• Challenge
Copy only the lines from the one containing "# point: white graphic" through the final line of the records below, exactly as written, with no pictures.

======== Task inputs

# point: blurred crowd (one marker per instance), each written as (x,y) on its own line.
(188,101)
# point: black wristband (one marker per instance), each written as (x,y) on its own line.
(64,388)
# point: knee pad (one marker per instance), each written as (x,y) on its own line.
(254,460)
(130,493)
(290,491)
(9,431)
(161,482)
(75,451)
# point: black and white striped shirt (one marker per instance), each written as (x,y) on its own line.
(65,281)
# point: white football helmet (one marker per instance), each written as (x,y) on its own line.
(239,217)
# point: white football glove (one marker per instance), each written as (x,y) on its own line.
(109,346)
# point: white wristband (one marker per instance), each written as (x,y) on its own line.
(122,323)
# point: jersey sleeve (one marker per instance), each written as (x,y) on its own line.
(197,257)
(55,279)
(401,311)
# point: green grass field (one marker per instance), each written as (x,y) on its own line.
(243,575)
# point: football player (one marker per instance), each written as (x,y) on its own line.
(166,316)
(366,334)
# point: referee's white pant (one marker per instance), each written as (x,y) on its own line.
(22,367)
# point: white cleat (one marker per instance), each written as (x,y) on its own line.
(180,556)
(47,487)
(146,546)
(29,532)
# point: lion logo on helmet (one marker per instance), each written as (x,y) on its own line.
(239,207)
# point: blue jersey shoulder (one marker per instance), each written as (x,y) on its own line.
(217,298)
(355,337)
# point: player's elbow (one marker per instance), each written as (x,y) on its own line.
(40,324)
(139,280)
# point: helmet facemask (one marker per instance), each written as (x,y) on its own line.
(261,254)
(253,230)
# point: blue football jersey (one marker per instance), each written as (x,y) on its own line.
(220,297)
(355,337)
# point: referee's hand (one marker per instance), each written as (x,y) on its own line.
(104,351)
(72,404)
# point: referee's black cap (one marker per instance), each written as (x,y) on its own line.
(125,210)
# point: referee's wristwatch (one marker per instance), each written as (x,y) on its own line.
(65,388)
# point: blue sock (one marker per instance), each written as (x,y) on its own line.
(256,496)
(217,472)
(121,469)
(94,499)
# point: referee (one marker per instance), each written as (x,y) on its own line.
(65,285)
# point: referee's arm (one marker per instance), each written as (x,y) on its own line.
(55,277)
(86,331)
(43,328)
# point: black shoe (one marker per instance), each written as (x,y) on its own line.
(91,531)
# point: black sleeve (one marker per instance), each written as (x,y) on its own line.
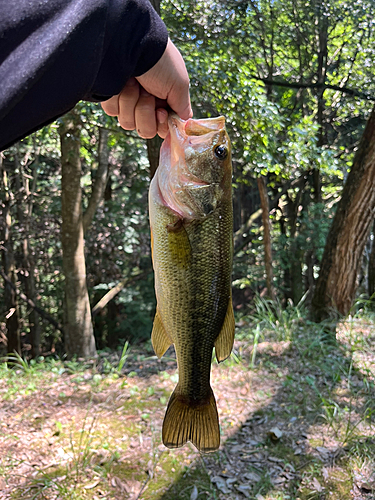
(54,53)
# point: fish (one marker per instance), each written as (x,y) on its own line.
(191,219)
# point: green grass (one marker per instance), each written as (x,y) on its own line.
(107,441)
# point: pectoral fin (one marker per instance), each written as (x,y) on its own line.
(224,342)
(159,337)
(179,244)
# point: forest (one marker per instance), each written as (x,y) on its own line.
(295,81)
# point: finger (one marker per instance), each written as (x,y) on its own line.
(162,122)
(111,106)
(145,118)
(128,99)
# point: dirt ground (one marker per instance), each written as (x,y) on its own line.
(296,417)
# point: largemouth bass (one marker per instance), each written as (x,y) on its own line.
(190,205)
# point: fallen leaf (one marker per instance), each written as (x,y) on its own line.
(221,484)
(244,489)
(92,484)
(275,434)
(317,486)
(252,477)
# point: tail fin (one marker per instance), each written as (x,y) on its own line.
(198,424)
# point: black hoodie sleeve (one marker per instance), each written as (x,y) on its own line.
(54,53)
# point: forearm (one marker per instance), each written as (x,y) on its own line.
(55,53)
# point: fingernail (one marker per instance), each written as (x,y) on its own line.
(161,116)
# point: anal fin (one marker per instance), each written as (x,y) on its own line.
(159,337)
(224,342)
(198,424)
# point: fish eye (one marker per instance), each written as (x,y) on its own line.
(221,152)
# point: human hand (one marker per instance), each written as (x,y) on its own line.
(142,103)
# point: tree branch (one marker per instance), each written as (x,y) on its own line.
(114,291)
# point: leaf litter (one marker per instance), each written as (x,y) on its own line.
(296,426)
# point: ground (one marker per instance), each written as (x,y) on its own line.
(296,414)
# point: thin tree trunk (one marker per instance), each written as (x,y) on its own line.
(24,209)
(10,297)
(100,182)
(266,236)
(337,283)
(371,268)
(79,336)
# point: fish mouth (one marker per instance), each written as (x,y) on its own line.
(192,127)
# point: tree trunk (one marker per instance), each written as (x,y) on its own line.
(371,268)
(79,336)
(10,296)
(266,236)
(100,182)
(24,209)
(337,283)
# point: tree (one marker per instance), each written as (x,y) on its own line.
(10,297)
(78,329)
(337,283)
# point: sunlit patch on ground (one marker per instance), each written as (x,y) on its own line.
(296,418)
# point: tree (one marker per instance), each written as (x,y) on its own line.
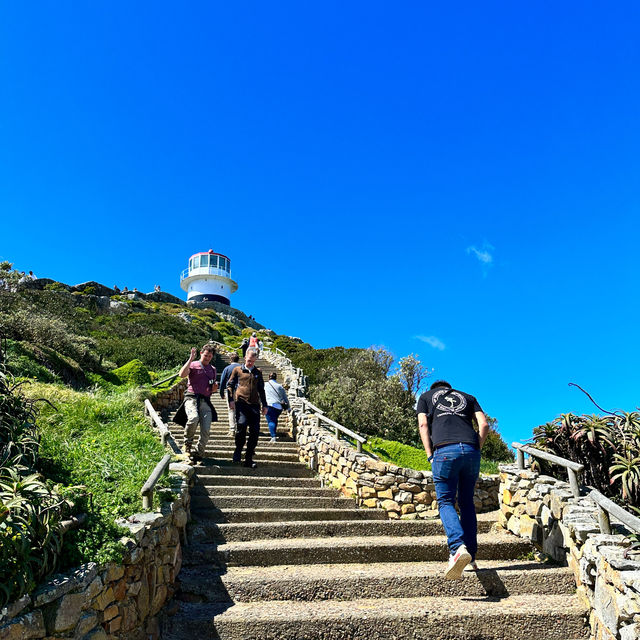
(412,374)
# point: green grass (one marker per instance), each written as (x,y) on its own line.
(100,441)
(410,457)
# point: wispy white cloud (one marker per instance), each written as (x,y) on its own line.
(484,255)
(432,341)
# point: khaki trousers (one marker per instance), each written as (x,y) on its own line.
(193,418)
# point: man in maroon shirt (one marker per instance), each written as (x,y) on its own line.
(197,401)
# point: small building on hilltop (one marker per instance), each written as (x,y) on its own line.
(208,278)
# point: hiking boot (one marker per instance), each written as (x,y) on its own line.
(457,562)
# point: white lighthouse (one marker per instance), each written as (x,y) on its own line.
(208,278)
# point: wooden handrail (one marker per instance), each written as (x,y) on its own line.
(606,507)
(147,489)
(573,468)
(336,426)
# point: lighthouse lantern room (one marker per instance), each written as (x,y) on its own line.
(208,278)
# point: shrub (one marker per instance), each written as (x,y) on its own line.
(103,442)
(608,447)
(30,511)
(133,372)
(155,351)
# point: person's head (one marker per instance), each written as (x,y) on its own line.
(206,353)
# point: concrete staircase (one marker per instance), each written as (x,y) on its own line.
(275,555)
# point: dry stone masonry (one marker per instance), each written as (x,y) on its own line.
(405,494)
(542,509)
(117,601)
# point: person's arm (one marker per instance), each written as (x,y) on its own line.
(483,427)
(223,381)
(262,394)
(184,372)
(233,383)
(423,426)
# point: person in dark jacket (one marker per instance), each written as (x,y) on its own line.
(247,384)
(226,391)
(445,420)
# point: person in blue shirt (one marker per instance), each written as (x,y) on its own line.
(224,392)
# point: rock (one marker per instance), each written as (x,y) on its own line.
(14,608)
(64,615)
(26,627)
(630,632)
(605,604)
(390,505)
(86,623)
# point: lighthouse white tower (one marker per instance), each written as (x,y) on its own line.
(208,278)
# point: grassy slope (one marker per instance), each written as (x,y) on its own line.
(404,455)
(103,442)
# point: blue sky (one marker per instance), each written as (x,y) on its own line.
(459,181)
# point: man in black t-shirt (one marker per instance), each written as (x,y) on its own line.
(445,420)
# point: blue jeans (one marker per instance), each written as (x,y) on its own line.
(455,472)
(272,419)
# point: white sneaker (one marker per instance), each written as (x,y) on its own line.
(457,562)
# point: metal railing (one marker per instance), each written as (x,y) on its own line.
(337,428)
(573,468)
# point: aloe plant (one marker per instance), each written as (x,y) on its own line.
(607,445)
(31,512)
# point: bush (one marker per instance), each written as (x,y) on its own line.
(414,457)
(103,442)
(30,511)
(155,351)
(133,372)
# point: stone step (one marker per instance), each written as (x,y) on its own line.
(525,617)
(495,578)
(237,532)
(361,549)
(243,501)
(253,481)
(254,491)
(279,469)
(285,515)
(218,444)
(263,452)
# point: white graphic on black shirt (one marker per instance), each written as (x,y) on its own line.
(452,402)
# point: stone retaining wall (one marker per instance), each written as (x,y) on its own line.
(114,601)
(543,510)
(403,493)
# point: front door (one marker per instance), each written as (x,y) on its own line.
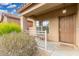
(67,29)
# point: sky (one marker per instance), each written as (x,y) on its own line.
(10,7)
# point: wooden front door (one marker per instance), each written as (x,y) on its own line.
(67,29)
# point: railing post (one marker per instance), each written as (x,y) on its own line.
(45,39)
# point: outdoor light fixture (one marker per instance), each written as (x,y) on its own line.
(64,11)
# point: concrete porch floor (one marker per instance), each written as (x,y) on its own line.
(59,49)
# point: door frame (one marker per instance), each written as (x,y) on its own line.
(74,30)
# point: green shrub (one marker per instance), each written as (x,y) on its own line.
(18,44)
(9,27)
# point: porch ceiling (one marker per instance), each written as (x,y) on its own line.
(42,8)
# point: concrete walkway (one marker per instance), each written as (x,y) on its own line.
(57,49)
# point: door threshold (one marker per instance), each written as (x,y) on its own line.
(68,44)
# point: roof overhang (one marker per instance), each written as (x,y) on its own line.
(41,8)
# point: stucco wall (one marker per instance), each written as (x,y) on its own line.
(77,27)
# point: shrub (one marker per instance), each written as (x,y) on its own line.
(9,27)
(18,44)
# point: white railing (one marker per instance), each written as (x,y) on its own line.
(40,37)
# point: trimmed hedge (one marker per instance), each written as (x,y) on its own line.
(18,44)
(9,27)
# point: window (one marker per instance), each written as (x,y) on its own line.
(42,25)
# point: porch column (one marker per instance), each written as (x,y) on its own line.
(21,23)
(77,26)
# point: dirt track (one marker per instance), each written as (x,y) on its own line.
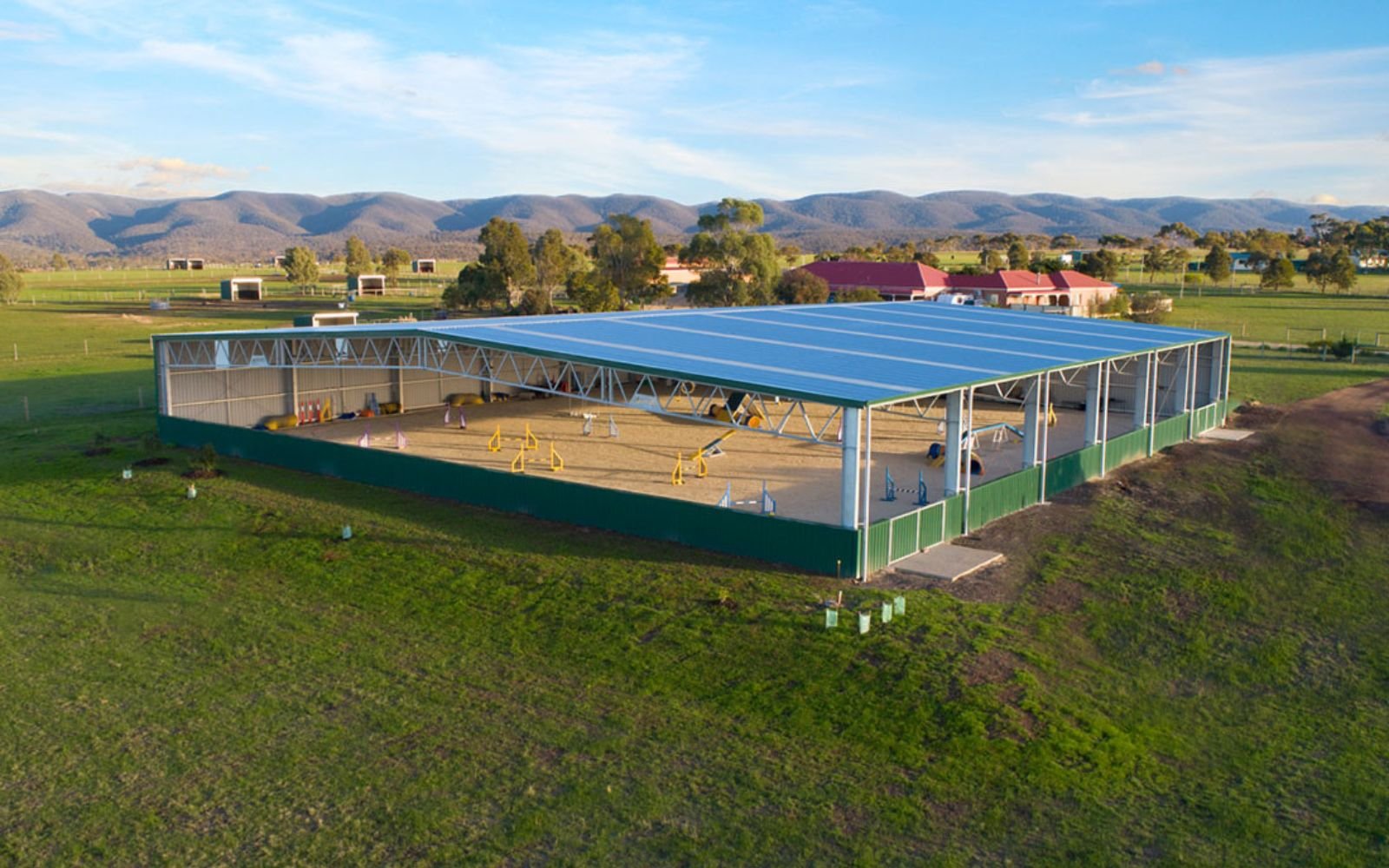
(803,478)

================

• Task result
# point: white graphic on black shirt (one marker per instance), each written as (x,y) on its own line.
(452,402)
# point: stone retaining wall (one marker per instance), each written as (x,y) on its own line.
(114,601)
(543,510)
(403,493)
# point: front door (one marker per instance), each written as (x,y) on its own line.
(67,29)
# point: sky (one marker per instance), each written as (x,y) on its own line.
(10,7)
# point: wooden front door (one marker per instance), each written as (x,y) on its own line.
(67,29)
# point: railing post (one marker per instance), each written as (x,y) on its own line.
(45,39)
# point: outdoor light fixture (one marker per instance), each written as (x,y) on its own line.
(64,11)
# point: concrete porch floor (one marker per instance), each written as (x,y) on its own line.
(59,49)
# point: door frame (one marker per instance), each written as (x,y) on its own line.
(74,30)
# point: green shrub (one marker per instance), each written as (x,y) on its own line.
(18,44)
(9,27)
# point: porch ceiling (one marker per instance), each written as (x,y) on its own line.
(42,8)
# point: concrete walkway (one marker per instance), each written as (x,y) on its own line.
(57,49)
# point: door threshold (one marker per instance), each written as (x,y) on its own line.
(68,44)
# point: roof overhang (one marker per instance), each written as (x,y) on its own line.
(41,8)
# point: stucco wall (one marker per instance), each written as (x,y) on its own line.
(77,27)
# point: shrub (one marker per instance), each written as (x,y) on its own line.
(9,27)
(18,44)
# point: white railing (one marker per instance), each written as (x,y) on its own line.
(40,37)
# point: trimmed hedge (one marker per instance), each written as (x,y) on its own line.
(18,44)
(9,27)
# point: window (one marker per instance), each written as (x,y) on its own line.
(42,25)
# point: porch column (one marker per instance), each written as (x,y) on its own line.
(21,23)
(77,26)
# point: dirt track (one marker per instance), each written as (x,y) on its own line.
(803,478)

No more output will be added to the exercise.